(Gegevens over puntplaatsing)
---
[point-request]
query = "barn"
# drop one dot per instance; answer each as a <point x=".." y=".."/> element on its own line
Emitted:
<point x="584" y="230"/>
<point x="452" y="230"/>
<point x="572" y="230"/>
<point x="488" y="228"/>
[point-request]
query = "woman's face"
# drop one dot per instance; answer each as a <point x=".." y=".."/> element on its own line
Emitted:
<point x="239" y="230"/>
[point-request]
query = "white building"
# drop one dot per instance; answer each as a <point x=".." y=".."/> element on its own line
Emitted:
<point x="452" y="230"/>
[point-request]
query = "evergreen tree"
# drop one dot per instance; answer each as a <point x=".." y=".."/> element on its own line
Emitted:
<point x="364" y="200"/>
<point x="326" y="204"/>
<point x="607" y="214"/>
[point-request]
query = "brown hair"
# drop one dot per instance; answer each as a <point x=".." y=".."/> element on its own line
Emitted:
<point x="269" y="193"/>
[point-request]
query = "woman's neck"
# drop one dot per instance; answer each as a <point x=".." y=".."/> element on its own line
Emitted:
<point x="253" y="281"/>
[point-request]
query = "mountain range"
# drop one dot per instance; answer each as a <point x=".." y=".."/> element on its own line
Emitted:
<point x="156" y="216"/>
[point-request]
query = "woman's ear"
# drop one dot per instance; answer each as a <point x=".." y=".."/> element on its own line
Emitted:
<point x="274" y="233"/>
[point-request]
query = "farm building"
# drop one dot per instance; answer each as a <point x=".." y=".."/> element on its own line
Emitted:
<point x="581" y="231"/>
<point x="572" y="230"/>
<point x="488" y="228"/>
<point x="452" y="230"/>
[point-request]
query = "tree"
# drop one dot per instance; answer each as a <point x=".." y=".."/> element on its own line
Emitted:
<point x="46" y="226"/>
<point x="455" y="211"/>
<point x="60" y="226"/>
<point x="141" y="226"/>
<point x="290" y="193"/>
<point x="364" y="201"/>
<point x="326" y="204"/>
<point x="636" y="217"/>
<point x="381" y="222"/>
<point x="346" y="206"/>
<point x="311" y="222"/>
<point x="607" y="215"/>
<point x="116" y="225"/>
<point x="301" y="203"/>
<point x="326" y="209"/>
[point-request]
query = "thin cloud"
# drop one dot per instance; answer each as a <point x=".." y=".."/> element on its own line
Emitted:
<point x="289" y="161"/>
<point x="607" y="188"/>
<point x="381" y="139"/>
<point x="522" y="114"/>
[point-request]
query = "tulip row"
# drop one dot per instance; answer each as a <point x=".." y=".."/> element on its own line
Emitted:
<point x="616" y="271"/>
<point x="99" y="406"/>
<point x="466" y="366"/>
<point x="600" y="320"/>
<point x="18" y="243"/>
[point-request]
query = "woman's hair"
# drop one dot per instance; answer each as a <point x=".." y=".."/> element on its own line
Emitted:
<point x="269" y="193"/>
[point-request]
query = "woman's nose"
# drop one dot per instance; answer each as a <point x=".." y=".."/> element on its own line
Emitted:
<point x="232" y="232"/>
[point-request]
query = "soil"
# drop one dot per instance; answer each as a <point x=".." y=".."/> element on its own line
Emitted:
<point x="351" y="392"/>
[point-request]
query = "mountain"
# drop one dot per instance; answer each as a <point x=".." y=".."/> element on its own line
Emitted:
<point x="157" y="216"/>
---
— Oefendoel —
Verzamel uit de gegevens hierboven elke regel waarin het woord "mountain" voorkomt, en neem die regels letterlijk over.

— Uitvoer hieronder —
query = "mountain range"
query = "mountain"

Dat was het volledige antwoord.